§ EXERCISE OBJECTIVE
Print the part of the passage on heart disease risk starting at "Cardiovascular disease is" and ending at "a heart attack.", copying every word without change.
____ PASSAGE FOR REVIEW
Cardiovascular disease is still the number one killer in America and has been for the past 80 years. The bright spot in this bleak news is that heart issues are slow to develop, often taking decades to come to light, so we have time to change our habits and lower our risk of being surprised by a heart attack.
How Do I Lower My Risk for Cardiovascular Disease?
Right off the bat, know that your risk for heart issues is tied to many factors you can’t control, including gender, genetics, age and ethnicity. The factors that you have some degree of control over include your blood pressure and cholesterol levels. Eating a poor diet, smoking and not exercising can all increase your heart disease risk.
If your blood cholesterol is too high, your doctor may prescribe statins, a type of drug that lowers your LDL (aka: bad) cholesterol. Over one in four Americans over 40 years of age takes a statin, and that number is growing. Statins can lower your risk for heart issues, but they may come with side effects including:
- Muscle pain, soreness or tiredness
- Liver damage
- Increased blood sugar
- Memory issues
So is there something you can do to prevent heart disease without taking a such a drug? Enter the Mediterranean diet.
________
____ DATA EXTRACT
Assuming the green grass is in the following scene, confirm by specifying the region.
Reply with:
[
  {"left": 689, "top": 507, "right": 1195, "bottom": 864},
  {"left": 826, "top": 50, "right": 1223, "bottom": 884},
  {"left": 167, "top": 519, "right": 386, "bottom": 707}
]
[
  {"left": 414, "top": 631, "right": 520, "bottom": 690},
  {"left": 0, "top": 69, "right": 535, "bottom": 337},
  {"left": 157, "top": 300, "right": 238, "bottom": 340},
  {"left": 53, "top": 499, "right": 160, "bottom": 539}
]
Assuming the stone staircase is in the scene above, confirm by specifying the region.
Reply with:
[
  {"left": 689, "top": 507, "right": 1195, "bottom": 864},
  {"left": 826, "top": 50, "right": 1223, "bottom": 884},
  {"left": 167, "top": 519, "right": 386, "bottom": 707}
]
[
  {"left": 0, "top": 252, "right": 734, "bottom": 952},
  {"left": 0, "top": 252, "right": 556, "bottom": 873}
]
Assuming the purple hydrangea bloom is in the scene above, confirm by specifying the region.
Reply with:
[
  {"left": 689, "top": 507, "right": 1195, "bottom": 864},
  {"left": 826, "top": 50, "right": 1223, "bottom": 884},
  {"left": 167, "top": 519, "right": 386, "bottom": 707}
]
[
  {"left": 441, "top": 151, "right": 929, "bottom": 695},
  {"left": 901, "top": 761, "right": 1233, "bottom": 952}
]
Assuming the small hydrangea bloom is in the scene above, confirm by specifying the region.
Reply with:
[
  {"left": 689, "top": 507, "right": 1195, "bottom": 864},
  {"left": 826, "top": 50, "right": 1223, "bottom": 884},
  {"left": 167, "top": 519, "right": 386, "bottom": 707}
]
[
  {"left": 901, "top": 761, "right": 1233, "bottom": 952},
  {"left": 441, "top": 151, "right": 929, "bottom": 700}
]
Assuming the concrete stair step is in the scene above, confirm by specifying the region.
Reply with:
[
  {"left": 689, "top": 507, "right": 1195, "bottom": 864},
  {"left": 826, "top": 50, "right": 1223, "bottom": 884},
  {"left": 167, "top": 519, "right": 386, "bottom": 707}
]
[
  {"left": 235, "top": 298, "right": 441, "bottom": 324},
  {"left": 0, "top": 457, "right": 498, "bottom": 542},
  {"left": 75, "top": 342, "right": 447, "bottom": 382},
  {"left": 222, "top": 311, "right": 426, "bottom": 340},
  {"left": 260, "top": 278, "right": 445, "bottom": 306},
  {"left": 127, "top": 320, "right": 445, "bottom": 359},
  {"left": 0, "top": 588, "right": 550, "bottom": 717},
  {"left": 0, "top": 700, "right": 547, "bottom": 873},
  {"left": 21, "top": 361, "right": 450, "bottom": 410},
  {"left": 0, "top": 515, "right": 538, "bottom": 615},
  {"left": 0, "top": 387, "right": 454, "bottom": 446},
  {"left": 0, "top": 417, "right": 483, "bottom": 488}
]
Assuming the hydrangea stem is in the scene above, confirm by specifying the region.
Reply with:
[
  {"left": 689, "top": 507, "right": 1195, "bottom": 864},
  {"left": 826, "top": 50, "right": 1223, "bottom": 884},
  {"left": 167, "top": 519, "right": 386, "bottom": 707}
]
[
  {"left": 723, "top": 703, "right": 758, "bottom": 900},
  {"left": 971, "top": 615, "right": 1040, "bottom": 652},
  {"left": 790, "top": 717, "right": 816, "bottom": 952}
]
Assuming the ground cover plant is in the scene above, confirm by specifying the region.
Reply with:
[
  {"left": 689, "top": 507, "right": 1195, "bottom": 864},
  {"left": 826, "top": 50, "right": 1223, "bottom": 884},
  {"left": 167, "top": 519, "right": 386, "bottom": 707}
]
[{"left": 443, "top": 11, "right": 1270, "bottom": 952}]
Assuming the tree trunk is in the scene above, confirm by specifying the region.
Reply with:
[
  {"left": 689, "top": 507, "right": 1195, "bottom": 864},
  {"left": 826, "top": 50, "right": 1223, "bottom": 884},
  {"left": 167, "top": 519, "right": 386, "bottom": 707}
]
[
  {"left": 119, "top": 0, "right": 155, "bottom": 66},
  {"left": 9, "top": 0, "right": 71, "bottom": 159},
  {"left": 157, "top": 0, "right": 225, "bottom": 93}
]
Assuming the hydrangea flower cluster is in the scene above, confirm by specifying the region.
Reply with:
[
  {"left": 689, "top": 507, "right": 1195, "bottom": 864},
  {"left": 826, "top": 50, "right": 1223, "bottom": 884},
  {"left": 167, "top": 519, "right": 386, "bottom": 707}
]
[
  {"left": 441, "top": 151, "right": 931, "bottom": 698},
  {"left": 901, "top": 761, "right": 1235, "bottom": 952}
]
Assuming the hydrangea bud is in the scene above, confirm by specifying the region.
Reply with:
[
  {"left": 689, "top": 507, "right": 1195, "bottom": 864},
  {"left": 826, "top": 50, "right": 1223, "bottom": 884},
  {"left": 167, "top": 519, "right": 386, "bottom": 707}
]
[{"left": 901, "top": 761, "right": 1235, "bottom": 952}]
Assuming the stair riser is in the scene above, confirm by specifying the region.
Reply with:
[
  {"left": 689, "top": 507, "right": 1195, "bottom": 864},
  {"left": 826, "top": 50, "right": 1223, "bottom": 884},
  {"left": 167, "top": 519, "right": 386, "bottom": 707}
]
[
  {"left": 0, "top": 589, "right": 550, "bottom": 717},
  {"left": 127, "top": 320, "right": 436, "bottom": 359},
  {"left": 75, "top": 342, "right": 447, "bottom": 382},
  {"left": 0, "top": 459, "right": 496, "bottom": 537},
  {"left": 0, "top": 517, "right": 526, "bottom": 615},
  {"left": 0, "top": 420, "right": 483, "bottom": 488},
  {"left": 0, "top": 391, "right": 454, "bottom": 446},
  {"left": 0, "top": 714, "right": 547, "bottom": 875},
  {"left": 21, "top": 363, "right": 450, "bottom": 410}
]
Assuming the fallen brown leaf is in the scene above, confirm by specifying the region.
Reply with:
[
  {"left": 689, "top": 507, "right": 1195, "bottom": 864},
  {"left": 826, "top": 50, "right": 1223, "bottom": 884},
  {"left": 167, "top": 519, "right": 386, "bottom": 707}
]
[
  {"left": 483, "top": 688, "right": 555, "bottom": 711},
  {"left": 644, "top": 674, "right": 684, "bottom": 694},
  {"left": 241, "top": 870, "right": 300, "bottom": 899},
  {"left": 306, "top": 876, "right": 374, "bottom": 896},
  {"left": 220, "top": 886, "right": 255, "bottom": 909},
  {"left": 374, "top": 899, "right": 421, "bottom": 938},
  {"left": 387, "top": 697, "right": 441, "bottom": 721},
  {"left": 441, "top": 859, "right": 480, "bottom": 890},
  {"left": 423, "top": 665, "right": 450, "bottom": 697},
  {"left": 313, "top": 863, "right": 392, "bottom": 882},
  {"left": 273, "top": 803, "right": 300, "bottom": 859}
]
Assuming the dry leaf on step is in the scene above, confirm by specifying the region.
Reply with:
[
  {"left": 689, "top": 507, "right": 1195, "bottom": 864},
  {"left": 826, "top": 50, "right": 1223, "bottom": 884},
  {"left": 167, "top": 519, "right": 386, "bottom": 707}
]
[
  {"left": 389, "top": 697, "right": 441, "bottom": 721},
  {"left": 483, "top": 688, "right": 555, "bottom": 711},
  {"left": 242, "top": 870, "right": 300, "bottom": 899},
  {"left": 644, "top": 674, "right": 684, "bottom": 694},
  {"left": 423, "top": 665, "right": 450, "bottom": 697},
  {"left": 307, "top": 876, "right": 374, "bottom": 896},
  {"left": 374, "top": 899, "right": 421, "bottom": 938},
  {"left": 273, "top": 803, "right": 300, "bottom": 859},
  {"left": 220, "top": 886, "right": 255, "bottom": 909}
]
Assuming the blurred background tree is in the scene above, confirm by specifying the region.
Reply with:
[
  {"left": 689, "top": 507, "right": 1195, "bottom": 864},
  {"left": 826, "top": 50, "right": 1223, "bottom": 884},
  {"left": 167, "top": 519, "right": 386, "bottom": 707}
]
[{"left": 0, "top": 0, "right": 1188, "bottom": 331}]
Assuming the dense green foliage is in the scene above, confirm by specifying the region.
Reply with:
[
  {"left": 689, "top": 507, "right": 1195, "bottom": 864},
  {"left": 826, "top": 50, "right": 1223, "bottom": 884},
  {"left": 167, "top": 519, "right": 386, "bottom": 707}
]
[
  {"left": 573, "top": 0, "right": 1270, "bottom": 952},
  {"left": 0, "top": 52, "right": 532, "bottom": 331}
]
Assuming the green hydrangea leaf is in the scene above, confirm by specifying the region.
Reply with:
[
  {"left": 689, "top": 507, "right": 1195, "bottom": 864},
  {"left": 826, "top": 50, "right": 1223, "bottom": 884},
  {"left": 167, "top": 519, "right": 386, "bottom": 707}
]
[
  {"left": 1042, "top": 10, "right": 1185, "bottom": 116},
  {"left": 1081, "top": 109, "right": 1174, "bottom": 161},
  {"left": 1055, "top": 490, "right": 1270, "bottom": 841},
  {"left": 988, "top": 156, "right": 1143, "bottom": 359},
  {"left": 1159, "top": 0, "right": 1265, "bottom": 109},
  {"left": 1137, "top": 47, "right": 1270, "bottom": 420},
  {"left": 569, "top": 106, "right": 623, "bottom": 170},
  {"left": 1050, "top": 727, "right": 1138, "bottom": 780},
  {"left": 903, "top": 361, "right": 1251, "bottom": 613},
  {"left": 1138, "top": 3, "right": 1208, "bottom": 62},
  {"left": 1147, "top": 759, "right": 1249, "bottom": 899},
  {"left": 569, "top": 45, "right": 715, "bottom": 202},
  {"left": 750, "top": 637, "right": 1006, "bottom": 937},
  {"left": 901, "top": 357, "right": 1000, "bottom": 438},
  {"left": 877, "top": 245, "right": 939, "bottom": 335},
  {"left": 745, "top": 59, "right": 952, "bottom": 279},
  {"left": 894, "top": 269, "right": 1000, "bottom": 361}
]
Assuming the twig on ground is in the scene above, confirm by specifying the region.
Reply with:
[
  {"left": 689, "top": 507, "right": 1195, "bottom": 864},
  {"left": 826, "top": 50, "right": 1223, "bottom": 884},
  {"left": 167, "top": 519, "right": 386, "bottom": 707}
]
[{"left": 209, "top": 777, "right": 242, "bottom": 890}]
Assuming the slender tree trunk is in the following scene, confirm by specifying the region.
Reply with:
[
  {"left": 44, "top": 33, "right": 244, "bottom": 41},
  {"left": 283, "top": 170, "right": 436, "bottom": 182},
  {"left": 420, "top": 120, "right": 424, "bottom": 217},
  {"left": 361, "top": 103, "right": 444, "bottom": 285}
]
________
§ FINISHED TASK
Cardiovascular disease is still the number one killer in America and has been for the past 80 years. The bright spot in this bleak news is that heart issues are slow to develop, often taking decades to come to light, so we have time to change our habits and lower our risk of being surprised by a heart attack.